> Directions
Starting at the line with "on the curved" in it, reproduce each line below through the last one, exactly, and include nothing else.

> Available data
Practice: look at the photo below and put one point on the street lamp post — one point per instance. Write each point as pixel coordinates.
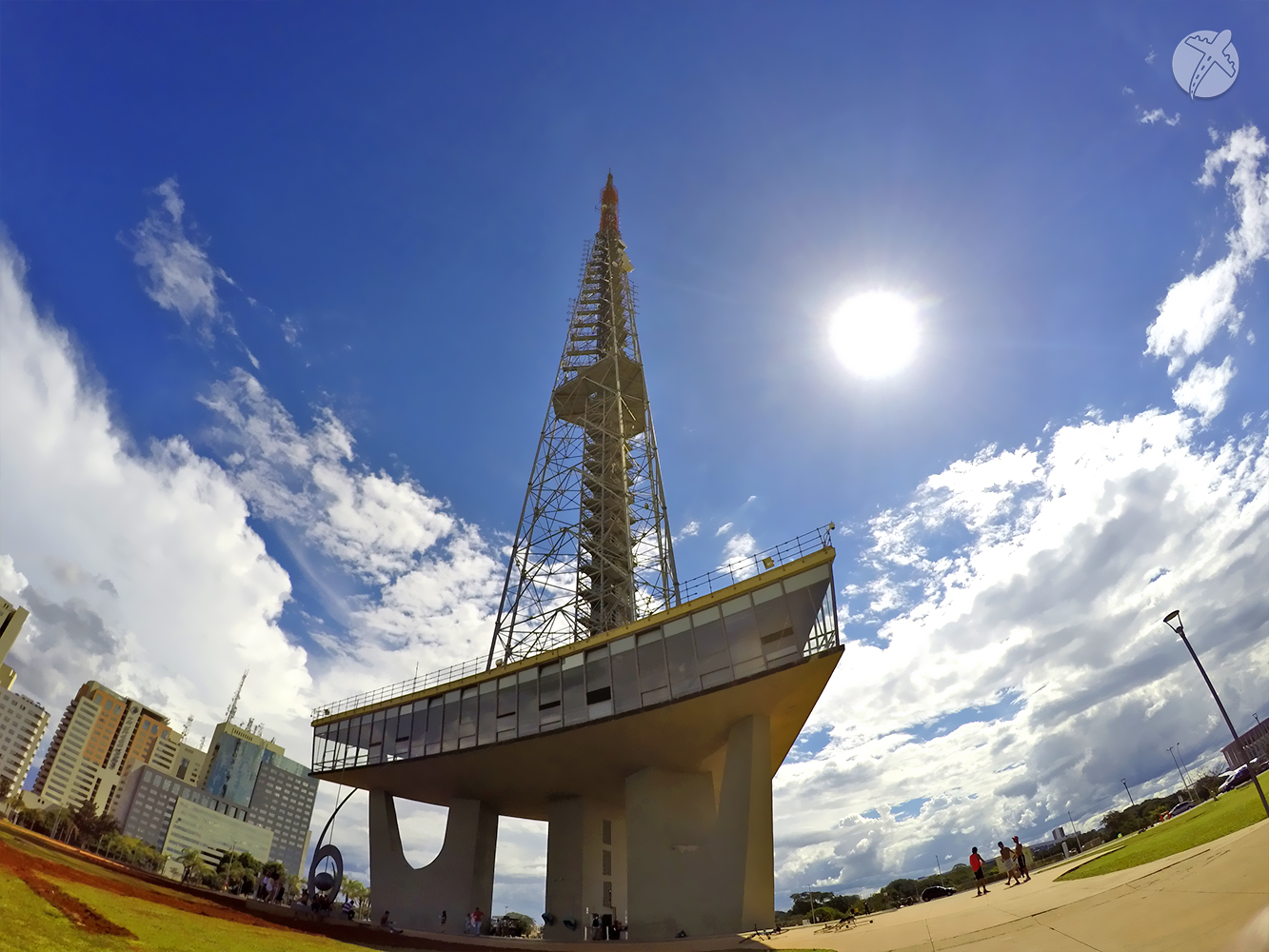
(1180, 630)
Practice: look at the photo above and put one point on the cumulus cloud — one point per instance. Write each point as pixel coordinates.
(1004, 659)
(1200, 305)
(141, 567)
(426, 578)
(1203, 390)
(1066, 563)
(137, 563)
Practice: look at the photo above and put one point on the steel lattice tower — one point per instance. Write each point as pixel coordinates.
(593, 548)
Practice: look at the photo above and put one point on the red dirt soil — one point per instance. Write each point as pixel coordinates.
(22, 864)
(81, 916)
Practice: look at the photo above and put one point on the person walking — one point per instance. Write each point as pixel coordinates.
(1021, 856)
(980, 882)
(1009, 864)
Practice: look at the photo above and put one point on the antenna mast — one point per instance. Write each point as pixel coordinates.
(228, 715)
(593, 547)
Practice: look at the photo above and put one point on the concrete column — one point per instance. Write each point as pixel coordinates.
(457, 882)
(700, 864)
(582, 880)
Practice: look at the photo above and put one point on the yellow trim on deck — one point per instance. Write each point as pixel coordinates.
(654, 621)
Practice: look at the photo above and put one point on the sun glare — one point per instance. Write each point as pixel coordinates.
(875, 334)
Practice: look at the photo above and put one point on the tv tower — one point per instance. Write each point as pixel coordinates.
(593, 548)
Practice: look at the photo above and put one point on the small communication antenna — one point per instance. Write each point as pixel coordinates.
(228, 715)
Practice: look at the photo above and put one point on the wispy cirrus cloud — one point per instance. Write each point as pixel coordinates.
(1154, 116)
(1040, 575)
(180, 276)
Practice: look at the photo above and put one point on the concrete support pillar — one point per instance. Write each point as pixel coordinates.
(700, 864)
(461, 878)
(585, 866)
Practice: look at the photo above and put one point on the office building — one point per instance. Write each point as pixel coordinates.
(22, 727)
(247, 783)
(1254, 743)
(233, 761)
(283, 802)
(174, 815)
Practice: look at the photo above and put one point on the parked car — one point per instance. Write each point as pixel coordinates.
(1180, 809)
(1237, 780)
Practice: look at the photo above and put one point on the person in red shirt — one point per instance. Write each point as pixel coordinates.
(980, 883)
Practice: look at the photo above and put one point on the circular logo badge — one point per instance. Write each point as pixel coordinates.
(1206, 63)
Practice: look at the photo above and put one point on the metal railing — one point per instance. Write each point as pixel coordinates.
(736, 570)
(420, 682)
(746, 566)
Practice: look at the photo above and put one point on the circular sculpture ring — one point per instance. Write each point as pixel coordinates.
(331, 852)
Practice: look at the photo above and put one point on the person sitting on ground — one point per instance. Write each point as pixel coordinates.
(980, 882)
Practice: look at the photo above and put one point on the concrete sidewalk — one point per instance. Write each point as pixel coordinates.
(1196, 901)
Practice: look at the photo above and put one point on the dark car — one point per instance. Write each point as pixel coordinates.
(1180, 809)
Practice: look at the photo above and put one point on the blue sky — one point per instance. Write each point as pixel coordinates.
(330, 385)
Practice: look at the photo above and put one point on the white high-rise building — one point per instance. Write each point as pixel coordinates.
(22, 727)
(99, 741)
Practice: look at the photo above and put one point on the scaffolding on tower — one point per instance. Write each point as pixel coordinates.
(593, 547)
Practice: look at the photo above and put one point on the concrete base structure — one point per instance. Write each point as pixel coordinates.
(460, 880)
(701, 843)
(648, 750)
(585, 867)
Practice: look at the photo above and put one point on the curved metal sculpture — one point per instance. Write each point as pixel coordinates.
(325, 883)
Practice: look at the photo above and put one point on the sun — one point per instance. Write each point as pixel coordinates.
(875, 334)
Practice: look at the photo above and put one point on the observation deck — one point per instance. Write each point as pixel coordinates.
(757, 638)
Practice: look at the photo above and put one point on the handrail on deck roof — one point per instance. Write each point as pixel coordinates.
(734, 571)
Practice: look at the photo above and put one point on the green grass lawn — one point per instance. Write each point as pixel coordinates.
(1207, 822)
(33, 925)
(30, 924)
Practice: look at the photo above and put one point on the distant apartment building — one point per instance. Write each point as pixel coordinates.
(1254, 742)
(174, 815)
(11, 619)
(22, 727)
(99, 741)
(251, 796)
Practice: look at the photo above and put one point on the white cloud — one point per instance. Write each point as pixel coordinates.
(1203, 390)
(1157, 114)
(141, 569)
(140, 566)
(688, 531)
(180, 276)
(1069, 562)
(1200, 305)
(423, 578)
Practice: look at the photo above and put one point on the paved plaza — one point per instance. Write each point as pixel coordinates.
(1199, 901)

> Answer to this problem
Practice: look at the photo above and put one point on the curved metal sculpture — one point per instance. Write each point as pixel coordinates.
(325, 883)
Practice: look at the photo above and put one point on the sun — one point per instance. Write each point as pixel coordinates.
(875, 334)
Practice: look at the photo above and put one point on the observation deck — one point per instance. Write each point as pixel coordinates.
(757, 638)
Practice: look at the photo above and put one point on the handrail on deck roof — one point per instance. Write each point as pixel coordinates.
(734, 571)
Practice: look at the photo above and put one point on the green grass lawn — one point per instance. Write each point as pixel coordinates.
(1207, 822)
(33, 925)
(30, 924)
Practice: look at the photo above and put one point on the distant apartment building — one point per instance. Write each point as pixel coordinates.
(1254, 742)
(174, 815)
(11, 619)
(22, 727)
(99, 741)
(251, 796)
Practice: look at the photo above and put one point on the white cloud — one point per instance. Write each point as pixel coordinates.
(1203, 390)
(1157, 114)
(141, 569)
(140, 566)
(688, 531)
(180, 276)
(1069, 562)
(1200, 305)
(423, 578)
Practice: look at the photo above and put one point on the paved plaza — one point per instance. Write each point as pixel coordinates.
(1199, 901)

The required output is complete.